● Consignes:
(A) Recopiez, dans le texte sur le confinement et la culture, le passage allant de "En décidant finalement" jusqu'à "la cohésion démocratique.".
(B) D'après le texte sur le confinement et la culture, en quelle année Philippe Sansonetti a-t-il donné sa Leçon inaugurale du Collège de France ?
(C) Rédigez la suite du texte sur le confinement et la culture, à partir de sa dernière phrase.

En décidant finalement que les grandes surfaces ne pourront pas vendre de livres sur place pendant le confinement le gouvernement a mis fin à une grave distorsion de concurrence vis-à-vis des librairies indépendantes et à une injustice. Or, surtout en période de tension, l’injustice a des effets délétères sur l’acceptation des sacrifices et la cohésion démocratique.
C’est pourquoi les citoyens ont le droit de s’interroger sur l’attitude de bien des représentants de la culture qui considèrent que leur activité doit échapper au lot commun, au nom de l’esprit. Ces personnalités éclairées ont-elles compris que la pandémie est gravissime et que pour la juguler nous devons nous résoudre à prendre des mesures d’autant plus courtes qu’elles seront énergiques et donc sans exceptions, même culturelles ?
Prophètes
Il y a belle lurette que nous aurions dû, citoyens cultivés en tête, écouter et lire les grands spécialistes comme Philippe Sansonetti, qui, dès sa Leçon inaugurale du Collège de France (2008), expliquait l’avenir épidémique d’une planète en surchauffe écologique et qui préconisait, dès le début de l’année, des mesures drastiques contre la Covid 19 (Tempête parfaite. Chronique d’une pandémie annoncée, Le Seuil). De même, nous n’aurions pas dû nous gausser d’Esther Duflo, prix Nobel d’économie, dont la grande expérience des problèmes sanitaires dans les pays en développement l’autorisait, fin septembre, à suggérer un reconfinement pour sauver, outre des vies, l’économie de fin d’année, dont l’économie de la culture.
En fait, bien qu’étant solidaire des angoisses de la communauté culturelle, on peut regretter que celle-ci n’utilise pas toujours ses connaissances et sa créativité pour aider, au-delà de la défense d’intérêts légitimes, à convaincre les récalcitrants et les complotistes de ce qu’est la véritable urgence, l’urgence sanitaire. Il y a pourtant là un enjeu de société et, donc, un enjeu culturel majeurs.

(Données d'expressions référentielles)
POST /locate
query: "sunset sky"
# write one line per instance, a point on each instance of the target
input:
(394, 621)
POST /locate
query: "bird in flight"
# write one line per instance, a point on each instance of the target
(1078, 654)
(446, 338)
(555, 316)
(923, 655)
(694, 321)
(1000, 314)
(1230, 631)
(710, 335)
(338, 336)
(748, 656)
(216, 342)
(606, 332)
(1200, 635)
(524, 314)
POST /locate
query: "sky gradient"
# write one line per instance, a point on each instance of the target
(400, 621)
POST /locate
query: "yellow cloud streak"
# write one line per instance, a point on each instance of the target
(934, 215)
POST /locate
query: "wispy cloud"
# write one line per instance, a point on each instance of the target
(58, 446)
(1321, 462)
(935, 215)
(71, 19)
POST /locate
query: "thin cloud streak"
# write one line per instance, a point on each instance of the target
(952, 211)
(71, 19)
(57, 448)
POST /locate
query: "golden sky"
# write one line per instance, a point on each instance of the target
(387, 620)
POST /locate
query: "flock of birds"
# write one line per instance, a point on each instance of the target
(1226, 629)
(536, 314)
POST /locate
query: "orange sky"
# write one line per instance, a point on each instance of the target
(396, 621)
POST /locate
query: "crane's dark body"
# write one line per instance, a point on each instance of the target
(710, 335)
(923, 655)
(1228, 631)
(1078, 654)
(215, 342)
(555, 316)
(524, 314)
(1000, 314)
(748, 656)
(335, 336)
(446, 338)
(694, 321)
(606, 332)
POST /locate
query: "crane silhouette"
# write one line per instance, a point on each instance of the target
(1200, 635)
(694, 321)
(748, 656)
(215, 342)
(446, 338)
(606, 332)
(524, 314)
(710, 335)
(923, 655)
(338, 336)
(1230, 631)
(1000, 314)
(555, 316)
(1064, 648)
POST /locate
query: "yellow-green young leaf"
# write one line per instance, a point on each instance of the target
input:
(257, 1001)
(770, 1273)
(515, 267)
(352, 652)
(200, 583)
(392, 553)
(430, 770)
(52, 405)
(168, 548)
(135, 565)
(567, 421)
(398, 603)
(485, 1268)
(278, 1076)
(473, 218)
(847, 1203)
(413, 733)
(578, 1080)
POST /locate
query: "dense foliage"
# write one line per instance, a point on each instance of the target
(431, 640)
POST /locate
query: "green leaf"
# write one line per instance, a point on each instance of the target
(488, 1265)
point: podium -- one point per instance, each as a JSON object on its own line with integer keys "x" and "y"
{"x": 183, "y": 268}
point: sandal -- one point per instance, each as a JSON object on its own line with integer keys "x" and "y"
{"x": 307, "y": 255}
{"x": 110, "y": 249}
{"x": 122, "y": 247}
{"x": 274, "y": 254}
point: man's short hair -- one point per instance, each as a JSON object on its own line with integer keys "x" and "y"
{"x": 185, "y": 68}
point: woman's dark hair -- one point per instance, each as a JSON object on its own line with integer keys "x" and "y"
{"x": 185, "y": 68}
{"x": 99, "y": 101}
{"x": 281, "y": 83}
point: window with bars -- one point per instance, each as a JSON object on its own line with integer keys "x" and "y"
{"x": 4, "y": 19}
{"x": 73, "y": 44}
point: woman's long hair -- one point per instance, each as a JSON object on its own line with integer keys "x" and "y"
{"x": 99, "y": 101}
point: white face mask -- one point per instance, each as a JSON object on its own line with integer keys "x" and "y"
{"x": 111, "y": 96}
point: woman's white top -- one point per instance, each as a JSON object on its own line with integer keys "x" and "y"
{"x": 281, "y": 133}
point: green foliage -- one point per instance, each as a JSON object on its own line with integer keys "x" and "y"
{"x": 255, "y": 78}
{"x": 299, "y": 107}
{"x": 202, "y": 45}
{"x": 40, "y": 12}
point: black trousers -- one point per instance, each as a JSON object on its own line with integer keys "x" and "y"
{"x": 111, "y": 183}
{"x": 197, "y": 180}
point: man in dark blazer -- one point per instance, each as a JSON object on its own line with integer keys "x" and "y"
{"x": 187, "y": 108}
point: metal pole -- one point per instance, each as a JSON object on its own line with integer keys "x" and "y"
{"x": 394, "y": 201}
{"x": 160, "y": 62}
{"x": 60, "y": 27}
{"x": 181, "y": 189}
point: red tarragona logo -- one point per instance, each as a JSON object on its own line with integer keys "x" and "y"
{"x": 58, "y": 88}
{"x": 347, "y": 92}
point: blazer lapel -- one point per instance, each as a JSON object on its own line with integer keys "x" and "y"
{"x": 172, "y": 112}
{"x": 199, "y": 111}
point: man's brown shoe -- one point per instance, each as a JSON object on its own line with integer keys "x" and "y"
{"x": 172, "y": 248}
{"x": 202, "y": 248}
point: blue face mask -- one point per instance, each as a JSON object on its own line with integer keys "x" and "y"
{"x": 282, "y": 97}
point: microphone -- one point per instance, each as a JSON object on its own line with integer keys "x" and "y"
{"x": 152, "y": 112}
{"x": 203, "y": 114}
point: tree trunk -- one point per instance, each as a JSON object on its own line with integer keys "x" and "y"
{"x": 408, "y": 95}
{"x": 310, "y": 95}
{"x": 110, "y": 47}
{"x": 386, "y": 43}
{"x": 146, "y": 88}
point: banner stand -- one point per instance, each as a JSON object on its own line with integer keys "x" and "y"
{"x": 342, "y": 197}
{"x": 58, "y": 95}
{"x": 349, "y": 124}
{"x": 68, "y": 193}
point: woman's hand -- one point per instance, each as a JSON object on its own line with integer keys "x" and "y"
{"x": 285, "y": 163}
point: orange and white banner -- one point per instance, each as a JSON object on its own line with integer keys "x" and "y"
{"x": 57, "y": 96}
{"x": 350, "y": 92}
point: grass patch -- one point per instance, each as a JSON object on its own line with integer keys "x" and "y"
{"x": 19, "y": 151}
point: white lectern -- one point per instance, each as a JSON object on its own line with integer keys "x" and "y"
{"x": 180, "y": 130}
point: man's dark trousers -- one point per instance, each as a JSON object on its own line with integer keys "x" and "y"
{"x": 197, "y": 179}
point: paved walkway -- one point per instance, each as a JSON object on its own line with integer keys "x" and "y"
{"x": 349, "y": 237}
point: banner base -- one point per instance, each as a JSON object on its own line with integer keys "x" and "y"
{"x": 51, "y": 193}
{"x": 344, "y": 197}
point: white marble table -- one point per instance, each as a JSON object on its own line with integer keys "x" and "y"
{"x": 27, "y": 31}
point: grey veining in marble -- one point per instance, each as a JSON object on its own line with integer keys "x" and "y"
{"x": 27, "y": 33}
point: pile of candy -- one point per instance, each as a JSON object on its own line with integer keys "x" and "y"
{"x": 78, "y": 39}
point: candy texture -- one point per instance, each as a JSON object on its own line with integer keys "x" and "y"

● Réponses par tâche:
(A)
En décidant finalement que les grandes surfaces ne pourront pas vendre de livres sur place pendant le confinement le gouvernement a mis fin à une grave distorsion de concurrence vis-à-vis des librairies indépendantes et à une injustice. Or, surtout en période de tension, l’injustice a des effets délétères sur l’acceptation des sacrifices et la cohésion démocratique.

(B) En 2008.

(C)
Résistance
Quant aux déséquilibres de l’économie numérique, ils suscitent bien des rancœurs. La pandémie nous rappelle cruellement que le monde est entré depuis longtemps dans une ère d’hybridation et que la vieille Europe n’a pas su l’anticiper, laissant les Gafam et les plateformes chinoises rafler la mise. Il était pourtant prévisible que l’hybridation changerait nos vies intellectuelles. Certes, un livre numérique n’a pas la saveur d’un ouvrage papier découvert dans une librairie, une bibliothèque en ligne ne remplace pas le recueillement collectif qu’offre une Bpi digne des Ailes du désir (mes anciens collègues reconnaîtront ma métaphore favorite). Mais, aujourd’hui, l’un ne va plus sans l’autre au sein d’une expérience renouvelée de la pensée et de l’émotion. Aussi faudrait-il reprendre courage et profiter de l’amorce d’une nouvelle loi anti-trust aux Etats-Unis pour repenser une économie numérique européenne qui s’appuierait sur le réseau des acteurs de terrain. C’est ce que fait, par exemple, l’excellent site des libraires indépendants. Mais, il s’agirait d’aller beaucoup plus loin, plus fort, en intégrant d’autres formes de contenus et en impliquant dans un vaste partenariat public-privé toutes les instances culturelles, à commencer par les bibliothèques.
En attendant, qu’on le veuille ou non, l’urgence est au respect du confinement, avec l’espoir que dans quelques petites semaines nous pourrons à nouveau nous précipiter dans les librairies et les bibliothèques.